§ **SHORT PROBLEM**
Return the stretch of the court opinion from "ON MOTION FOR" through "the insurance policies." word for word.

4. The Adjustment. The evidence indicates that the adjustment of general average resulted in advantage to the respondents. The cargo contributed more than it received. Any objection to a general average adjustment on the ground that the loss had been brought about by negligence might help the cargo, but not the ship, nor the respondents as insurers of the ship. The expenses of unloading the cargo and of lightening and floating the ship, even if treated as not within the definition of technical general average, through the lack of the elements of danger and sacrifice, under the special circumstances of this vessel, (The Alcona, 9 Fed. Rep. 172; Bowring v. Thebaud, 42 Fed. Rep. 794,) concerning which I express no opinion, would, nevertheless, so far as they were necessary, and were done for the account and benefit of both the cargo and the ship, be apportioned between the two upon the same equitable principles upon which general average itself rests, (L'Amerique, 35 Fed. Rep. 835, 848.)

There is nothing in the evidence to show that the separate valuation of the hull and machinery in this policy affects the amount charged against the respondents in the adjustment. The vouchers have been put in evidence. They were exhibited to the agent of the respondents at the time, and were approved by him, such as were disapproved being rejected, and the reasonableness of the various charges was testified to by competent experts. This is sufficient to warrant a recovery of the amount as adjusted, independently of the adjustment book, which was received only as a convenient summary of the other matters given in evidence. Upon the whole evidence. I am satisfied that the libelants are entitled to at least the amount specified in the adjustment, namely, $4,488.69, against each of the respondents, with interest from the time of the demand, with costs; and decrees may be entered therefor.

ON MOTION FOR REARGUMENT.

(December 20, 1890.)

BROWN, J. On the main question litigated, namely, the degree of the master's negligence, if any, that led to the stranding, I remain of the opinion previously expressed, that there was no such kind or degree of negligence as discharged the insurance policies.

§ **RAW RECORDS**
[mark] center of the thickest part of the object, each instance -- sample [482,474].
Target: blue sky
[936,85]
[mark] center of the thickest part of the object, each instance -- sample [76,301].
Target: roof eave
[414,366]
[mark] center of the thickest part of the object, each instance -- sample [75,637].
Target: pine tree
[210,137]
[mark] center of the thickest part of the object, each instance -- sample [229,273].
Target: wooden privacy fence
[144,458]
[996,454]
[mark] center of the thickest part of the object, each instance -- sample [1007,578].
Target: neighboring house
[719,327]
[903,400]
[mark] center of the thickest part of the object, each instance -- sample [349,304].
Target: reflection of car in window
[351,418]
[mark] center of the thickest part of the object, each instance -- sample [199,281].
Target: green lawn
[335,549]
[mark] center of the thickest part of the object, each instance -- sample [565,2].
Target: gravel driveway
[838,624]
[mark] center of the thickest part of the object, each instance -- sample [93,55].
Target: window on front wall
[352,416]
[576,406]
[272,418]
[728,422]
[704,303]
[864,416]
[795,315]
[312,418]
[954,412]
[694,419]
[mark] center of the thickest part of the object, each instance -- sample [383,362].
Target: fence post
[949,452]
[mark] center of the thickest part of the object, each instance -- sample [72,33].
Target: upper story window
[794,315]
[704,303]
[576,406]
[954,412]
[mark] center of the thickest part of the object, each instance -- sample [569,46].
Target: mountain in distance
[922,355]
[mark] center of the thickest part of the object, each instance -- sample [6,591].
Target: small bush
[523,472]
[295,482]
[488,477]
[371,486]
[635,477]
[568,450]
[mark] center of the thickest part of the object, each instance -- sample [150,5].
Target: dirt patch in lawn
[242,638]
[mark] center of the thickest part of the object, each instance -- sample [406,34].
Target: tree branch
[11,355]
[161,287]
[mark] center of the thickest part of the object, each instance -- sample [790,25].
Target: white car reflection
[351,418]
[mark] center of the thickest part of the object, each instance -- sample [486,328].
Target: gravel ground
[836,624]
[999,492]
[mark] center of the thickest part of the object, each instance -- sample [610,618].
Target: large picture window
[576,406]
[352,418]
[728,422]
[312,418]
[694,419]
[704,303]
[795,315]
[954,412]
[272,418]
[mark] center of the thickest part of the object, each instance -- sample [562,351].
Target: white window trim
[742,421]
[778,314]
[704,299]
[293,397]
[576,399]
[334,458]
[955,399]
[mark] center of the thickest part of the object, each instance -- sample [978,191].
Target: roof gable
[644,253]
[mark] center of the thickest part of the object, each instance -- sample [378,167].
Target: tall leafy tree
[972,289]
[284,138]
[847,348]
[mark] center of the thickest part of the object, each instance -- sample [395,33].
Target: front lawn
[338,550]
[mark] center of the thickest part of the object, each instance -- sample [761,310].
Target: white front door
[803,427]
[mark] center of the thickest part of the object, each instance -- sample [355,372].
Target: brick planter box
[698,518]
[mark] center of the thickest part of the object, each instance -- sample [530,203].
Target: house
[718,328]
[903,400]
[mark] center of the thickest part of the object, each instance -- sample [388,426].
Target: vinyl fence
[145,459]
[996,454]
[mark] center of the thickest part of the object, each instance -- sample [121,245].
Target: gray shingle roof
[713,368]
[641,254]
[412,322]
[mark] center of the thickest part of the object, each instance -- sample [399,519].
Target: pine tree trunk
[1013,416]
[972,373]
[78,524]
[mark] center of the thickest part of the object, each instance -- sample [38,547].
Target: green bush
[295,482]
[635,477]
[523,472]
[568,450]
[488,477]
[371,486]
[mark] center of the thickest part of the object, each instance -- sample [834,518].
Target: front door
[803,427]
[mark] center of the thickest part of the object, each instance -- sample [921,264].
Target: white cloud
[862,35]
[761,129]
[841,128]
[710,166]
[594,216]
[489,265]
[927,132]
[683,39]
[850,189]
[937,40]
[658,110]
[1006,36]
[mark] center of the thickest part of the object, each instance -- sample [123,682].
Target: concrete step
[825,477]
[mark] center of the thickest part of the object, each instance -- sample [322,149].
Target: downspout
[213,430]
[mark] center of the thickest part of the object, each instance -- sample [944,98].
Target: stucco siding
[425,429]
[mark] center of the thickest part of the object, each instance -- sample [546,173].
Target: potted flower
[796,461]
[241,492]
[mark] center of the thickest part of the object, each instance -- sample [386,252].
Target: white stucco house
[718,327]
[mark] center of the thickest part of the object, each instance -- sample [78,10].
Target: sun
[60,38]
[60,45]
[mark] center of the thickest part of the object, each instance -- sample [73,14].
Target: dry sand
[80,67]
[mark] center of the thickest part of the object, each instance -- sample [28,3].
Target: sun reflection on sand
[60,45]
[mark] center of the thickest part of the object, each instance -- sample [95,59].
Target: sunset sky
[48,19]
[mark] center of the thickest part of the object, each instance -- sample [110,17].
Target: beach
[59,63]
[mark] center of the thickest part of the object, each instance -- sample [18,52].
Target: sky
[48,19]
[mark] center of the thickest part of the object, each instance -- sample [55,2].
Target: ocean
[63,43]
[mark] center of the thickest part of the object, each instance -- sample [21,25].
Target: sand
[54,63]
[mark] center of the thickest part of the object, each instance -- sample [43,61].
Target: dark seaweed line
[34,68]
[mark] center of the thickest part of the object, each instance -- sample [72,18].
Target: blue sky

§ **EXERCISE SOLUTION**
ON MOTION FOR REARGUMENT.

(December 20, 1890.)

BROWN, J. On the main question litigated, namely, the degree of the master's negligence, if any, that led to the stranding, I remain of the opinion previously expressed, that there was no such kind or degree of negligence as discharged the insurance policies.